++++ Excerpted text

Larry Jaffe’s book of poems, One Child Sold – Human Trafficking and Rights, is introduced by Ilya Kaminsky, a Russian American poet whose work deals primarily with social justice and human rights. He states that Larry Jaffe’s voice is much like Langston Hughes, simple and forthright without the usual pyrotechnics found in this genre of poetry. Yet while the directness of the language does grab the reader’s attention there is a complexity to the way he tells this story of human travail that is reminiscent of Dante’s trip through the Inferno. The unfortunate side of these poems is that while Dante’s work was of a spiritual world, Larry Jaffe holds up a tableau of suffering that is of our own doing. One Child Sold is written for those of us who seek the esthetic and ignore the reality of this world. As he has so eloquently stated in his forward:
 
“We can no longer slip away quietly in the darkness. Our survival depends on our responsibility to others and ourselves.”

++++++++

■ **What to do**:
In the passage about the poetry book One Child Sold, which poet's voice does Ilya Kaminsky compare Larry Jaffe's voice to?

++++ Extracted entries

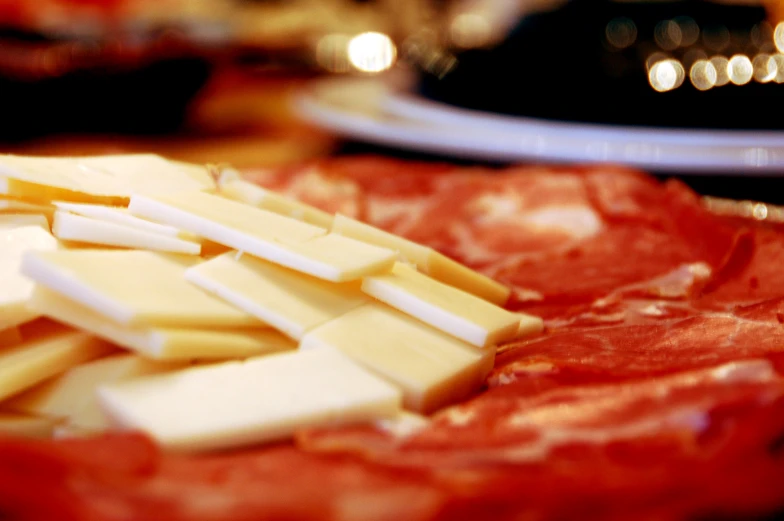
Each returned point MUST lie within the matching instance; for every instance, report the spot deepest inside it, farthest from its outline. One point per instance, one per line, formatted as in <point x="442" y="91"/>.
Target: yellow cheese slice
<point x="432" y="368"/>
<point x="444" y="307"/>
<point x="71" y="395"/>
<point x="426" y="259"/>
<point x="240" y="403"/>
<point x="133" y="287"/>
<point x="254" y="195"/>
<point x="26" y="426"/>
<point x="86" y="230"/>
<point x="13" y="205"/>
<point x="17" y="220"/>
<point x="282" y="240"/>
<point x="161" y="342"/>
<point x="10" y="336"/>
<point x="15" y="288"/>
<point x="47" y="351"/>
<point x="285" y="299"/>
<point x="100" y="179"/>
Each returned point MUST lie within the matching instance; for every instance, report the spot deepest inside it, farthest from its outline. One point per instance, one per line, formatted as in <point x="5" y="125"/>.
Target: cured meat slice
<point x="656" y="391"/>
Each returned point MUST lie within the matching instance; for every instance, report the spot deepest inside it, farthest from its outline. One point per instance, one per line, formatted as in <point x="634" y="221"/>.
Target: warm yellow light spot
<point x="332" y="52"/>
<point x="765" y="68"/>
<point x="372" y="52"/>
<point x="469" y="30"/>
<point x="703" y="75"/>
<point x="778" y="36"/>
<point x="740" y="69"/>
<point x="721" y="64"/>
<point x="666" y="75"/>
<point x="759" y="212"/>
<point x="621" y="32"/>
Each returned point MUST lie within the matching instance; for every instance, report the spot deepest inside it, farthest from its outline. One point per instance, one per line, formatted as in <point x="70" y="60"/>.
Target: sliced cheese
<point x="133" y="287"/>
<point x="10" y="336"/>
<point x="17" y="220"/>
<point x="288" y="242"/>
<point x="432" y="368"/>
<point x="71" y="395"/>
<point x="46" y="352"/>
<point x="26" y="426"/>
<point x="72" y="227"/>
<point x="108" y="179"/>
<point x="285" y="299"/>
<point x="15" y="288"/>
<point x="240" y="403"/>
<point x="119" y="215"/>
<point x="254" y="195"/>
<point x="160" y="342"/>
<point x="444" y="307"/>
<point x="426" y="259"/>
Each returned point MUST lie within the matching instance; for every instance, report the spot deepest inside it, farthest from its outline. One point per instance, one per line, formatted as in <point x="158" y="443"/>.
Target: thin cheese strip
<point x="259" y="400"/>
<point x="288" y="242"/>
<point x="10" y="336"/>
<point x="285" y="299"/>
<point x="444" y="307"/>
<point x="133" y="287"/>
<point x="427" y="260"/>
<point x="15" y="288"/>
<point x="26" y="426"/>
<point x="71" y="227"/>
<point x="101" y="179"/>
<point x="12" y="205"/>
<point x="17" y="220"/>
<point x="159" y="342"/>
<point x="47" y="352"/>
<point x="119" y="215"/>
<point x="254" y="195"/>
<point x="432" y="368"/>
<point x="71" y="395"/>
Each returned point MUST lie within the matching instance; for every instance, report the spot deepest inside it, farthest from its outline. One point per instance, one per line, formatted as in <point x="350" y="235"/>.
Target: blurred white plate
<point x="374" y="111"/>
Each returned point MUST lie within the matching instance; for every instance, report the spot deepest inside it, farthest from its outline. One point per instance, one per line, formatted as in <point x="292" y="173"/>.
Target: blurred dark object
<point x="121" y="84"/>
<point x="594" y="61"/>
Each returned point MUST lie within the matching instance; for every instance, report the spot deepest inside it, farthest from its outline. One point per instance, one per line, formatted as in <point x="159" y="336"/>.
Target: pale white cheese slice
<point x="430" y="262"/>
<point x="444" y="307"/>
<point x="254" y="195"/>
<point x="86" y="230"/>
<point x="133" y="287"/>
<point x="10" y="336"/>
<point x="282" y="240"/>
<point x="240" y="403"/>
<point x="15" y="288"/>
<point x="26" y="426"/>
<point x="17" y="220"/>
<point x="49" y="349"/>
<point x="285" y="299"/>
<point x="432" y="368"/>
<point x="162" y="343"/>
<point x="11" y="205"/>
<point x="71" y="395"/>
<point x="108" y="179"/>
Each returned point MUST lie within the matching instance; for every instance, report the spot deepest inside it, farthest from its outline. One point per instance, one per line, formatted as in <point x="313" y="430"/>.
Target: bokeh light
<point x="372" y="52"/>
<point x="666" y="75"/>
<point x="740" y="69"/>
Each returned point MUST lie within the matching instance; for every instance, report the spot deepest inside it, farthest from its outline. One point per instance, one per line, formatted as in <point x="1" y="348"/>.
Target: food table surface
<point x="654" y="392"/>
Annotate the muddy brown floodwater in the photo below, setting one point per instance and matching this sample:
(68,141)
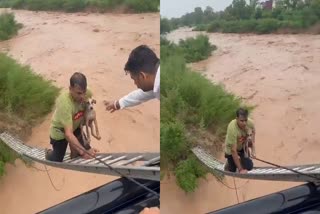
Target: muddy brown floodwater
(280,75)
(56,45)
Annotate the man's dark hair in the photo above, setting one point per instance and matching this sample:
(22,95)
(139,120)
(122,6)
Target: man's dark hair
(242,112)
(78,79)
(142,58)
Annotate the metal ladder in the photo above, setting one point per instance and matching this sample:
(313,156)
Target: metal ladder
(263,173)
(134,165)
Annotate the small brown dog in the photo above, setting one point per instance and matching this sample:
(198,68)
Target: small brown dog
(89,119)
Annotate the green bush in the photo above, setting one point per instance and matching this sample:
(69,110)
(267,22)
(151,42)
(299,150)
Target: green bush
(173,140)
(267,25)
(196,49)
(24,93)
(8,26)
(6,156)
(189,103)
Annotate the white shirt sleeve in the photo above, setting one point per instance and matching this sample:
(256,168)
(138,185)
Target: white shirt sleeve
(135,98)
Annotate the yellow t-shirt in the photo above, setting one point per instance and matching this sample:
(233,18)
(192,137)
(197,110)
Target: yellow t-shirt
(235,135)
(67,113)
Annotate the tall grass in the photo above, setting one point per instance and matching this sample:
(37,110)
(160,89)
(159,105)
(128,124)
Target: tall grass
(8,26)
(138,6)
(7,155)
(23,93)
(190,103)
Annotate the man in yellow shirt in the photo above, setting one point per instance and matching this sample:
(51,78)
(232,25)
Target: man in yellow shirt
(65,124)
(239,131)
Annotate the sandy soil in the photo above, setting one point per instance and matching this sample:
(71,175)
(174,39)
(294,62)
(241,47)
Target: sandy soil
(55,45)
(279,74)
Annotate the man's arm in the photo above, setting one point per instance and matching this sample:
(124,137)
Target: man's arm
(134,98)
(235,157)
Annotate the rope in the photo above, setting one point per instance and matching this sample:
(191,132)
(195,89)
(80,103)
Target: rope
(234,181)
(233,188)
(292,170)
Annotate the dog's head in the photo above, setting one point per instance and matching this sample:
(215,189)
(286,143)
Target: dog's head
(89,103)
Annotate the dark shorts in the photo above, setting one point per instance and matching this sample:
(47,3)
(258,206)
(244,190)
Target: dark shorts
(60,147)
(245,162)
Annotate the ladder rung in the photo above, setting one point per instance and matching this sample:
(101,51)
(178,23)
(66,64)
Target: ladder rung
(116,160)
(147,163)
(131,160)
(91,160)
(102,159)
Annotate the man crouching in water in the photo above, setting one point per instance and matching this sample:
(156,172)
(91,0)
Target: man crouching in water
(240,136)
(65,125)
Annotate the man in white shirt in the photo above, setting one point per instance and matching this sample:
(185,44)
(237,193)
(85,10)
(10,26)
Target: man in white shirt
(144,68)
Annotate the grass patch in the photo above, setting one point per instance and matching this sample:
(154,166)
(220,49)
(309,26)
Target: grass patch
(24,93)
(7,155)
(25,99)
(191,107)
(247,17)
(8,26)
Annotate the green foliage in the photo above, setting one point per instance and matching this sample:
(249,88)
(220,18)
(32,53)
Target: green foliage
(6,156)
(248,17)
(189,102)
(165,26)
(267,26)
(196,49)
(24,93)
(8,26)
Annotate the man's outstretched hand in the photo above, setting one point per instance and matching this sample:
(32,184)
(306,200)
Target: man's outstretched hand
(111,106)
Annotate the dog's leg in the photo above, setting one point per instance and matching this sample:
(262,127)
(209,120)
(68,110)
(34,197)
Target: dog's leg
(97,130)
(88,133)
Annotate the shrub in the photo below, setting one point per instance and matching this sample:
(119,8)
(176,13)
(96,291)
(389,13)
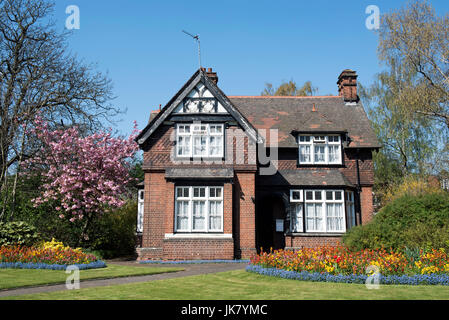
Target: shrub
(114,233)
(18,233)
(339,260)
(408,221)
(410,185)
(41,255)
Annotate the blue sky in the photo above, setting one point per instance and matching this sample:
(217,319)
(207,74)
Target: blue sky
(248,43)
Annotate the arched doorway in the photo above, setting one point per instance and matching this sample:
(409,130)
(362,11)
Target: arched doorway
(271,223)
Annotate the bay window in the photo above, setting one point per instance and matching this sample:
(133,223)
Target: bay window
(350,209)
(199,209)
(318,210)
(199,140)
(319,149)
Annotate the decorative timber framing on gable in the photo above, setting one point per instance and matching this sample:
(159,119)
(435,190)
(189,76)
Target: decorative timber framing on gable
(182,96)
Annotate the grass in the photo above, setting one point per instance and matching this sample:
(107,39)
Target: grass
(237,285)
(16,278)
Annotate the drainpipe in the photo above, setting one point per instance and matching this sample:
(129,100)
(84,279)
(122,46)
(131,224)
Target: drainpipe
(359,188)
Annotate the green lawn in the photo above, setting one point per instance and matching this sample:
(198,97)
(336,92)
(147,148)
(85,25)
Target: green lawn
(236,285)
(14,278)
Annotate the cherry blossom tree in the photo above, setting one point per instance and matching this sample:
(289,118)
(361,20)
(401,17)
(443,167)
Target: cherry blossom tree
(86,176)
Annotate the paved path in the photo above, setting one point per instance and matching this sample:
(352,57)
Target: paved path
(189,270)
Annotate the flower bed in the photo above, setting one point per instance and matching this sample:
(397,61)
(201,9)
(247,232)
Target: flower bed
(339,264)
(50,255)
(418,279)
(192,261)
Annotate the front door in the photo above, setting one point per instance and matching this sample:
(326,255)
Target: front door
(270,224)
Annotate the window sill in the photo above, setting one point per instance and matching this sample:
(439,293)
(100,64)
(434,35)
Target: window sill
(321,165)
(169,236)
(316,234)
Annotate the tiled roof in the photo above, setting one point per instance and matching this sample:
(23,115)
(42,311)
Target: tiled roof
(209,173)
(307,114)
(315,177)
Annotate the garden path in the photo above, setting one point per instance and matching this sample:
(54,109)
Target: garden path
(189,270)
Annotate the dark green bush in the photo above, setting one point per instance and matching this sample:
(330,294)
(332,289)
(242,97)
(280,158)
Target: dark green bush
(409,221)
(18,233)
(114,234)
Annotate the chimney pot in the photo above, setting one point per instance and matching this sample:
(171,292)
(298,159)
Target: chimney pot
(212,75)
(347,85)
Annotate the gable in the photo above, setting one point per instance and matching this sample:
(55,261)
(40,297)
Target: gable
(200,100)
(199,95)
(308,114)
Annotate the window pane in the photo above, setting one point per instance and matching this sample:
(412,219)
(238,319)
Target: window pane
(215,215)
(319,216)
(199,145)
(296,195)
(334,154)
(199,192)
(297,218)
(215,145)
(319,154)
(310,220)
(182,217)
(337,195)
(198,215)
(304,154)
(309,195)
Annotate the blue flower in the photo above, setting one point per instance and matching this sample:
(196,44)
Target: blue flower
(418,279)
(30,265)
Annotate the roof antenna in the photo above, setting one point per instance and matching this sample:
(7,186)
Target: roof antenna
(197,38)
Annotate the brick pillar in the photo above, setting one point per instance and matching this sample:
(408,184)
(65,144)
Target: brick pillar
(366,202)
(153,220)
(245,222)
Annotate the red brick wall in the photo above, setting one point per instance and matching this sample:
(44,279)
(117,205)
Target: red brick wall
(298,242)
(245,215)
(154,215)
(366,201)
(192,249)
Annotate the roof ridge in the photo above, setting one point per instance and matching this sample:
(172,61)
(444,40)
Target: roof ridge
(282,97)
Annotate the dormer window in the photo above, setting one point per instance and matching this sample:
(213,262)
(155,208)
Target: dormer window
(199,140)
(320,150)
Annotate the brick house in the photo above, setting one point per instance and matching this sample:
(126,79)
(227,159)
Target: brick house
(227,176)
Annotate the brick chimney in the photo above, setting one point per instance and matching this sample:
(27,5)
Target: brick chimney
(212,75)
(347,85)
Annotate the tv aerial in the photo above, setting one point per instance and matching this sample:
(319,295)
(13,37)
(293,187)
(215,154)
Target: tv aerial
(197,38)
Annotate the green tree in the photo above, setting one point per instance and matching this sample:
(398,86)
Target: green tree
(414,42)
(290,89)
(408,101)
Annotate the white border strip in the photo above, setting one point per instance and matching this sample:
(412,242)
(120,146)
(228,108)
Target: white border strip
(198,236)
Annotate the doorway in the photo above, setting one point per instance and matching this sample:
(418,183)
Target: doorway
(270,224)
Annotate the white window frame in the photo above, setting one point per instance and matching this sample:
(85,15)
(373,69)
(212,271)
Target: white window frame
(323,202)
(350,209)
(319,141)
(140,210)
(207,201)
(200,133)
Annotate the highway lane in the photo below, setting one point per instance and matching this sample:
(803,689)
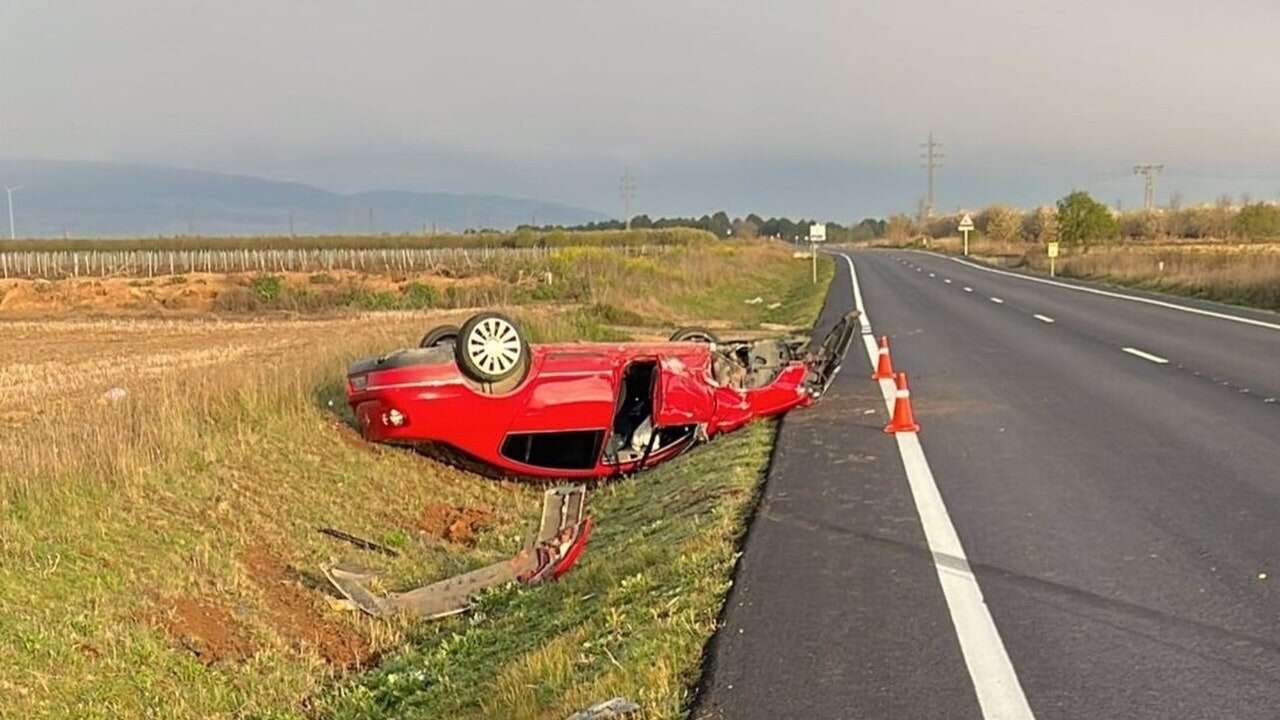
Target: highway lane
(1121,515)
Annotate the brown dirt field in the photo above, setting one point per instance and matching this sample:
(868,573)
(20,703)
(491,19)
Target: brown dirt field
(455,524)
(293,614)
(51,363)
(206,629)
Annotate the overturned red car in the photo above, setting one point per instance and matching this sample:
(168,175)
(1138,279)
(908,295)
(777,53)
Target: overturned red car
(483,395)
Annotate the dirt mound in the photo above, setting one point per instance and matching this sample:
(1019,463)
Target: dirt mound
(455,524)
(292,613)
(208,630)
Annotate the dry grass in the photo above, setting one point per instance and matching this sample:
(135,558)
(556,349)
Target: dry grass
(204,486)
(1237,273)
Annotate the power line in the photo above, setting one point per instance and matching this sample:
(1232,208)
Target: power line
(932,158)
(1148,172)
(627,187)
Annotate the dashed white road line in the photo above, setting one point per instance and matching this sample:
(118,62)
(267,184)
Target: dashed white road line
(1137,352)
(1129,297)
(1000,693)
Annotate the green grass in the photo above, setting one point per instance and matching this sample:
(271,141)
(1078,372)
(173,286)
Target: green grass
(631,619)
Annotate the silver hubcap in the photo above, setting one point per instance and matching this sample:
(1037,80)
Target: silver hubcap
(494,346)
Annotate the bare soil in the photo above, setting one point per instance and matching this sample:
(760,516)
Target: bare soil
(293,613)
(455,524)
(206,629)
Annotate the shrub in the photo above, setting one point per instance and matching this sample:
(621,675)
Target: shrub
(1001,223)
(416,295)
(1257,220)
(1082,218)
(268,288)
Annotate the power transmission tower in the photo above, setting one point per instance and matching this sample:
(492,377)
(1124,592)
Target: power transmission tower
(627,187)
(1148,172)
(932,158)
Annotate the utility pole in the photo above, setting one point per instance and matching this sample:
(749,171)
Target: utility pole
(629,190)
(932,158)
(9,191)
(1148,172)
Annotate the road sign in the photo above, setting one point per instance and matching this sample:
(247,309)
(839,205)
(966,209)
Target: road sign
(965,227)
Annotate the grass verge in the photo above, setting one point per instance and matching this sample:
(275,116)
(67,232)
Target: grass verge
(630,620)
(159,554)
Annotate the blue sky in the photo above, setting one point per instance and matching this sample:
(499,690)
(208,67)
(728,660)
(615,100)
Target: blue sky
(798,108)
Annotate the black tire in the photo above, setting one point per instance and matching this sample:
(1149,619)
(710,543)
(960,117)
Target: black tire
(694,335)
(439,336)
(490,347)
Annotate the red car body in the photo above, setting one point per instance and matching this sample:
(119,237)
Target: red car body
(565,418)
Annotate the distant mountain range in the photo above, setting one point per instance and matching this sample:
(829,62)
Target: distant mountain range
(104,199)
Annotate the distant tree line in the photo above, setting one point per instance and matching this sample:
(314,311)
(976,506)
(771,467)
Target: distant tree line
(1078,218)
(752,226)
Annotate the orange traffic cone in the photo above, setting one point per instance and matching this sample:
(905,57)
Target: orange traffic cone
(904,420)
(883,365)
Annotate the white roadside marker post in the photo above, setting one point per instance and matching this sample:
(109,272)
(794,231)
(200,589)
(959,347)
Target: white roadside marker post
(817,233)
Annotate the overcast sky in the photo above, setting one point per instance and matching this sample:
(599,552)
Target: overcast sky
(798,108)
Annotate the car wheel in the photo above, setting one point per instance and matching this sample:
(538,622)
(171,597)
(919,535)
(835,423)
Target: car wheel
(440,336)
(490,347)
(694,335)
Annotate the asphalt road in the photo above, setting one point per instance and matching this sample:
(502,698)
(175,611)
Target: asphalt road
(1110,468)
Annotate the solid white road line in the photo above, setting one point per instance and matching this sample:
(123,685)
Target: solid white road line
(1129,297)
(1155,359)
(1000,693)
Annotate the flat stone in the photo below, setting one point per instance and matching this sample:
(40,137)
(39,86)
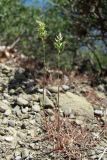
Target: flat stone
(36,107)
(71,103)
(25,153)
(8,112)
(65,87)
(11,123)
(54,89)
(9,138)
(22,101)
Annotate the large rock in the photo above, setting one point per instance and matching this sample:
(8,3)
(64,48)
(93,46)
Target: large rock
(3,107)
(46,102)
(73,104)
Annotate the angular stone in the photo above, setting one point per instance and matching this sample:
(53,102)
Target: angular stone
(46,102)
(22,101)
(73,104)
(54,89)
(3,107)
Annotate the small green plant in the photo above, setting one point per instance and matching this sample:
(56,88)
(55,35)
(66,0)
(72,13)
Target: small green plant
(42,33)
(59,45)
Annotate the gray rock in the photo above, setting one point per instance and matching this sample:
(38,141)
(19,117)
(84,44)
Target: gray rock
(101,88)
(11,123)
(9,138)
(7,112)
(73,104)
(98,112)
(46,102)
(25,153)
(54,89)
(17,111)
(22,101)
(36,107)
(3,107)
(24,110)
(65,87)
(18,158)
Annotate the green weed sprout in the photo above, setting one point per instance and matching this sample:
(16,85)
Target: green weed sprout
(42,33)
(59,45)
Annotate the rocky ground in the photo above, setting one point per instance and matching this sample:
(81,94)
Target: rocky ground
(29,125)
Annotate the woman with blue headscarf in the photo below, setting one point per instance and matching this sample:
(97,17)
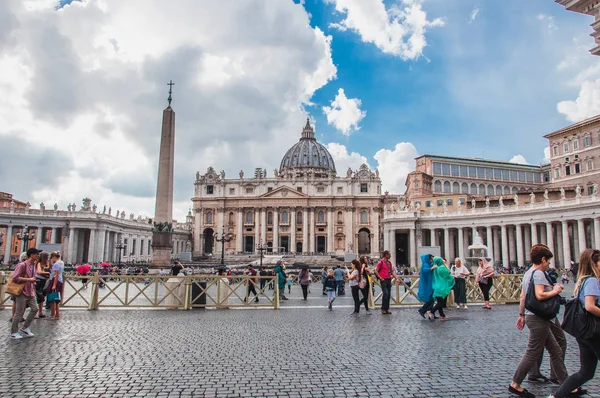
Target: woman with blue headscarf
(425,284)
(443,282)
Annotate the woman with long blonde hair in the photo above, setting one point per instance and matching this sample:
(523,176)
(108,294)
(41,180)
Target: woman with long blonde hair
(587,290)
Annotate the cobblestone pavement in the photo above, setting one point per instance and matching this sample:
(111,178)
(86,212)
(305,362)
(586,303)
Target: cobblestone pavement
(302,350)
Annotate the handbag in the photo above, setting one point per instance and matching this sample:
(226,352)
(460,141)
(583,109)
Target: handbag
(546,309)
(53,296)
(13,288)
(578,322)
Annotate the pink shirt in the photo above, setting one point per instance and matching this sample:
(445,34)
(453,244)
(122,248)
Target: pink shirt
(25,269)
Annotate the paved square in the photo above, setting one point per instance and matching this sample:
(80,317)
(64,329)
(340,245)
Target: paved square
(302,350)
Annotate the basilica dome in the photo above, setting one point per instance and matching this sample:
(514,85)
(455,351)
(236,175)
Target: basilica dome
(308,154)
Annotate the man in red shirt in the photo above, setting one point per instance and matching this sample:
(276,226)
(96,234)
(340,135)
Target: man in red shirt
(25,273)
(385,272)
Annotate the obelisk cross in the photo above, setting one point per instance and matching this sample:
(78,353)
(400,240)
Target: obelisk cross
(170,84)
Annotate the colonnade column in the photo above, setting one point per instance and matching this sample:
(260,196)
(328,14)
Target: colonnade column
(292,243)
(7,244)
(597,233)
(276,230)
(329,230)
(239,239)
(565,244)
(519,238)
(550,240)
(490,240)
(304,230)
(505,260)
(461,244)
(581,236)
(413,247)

++++++++

■ **Correct response**:
Langston Hughes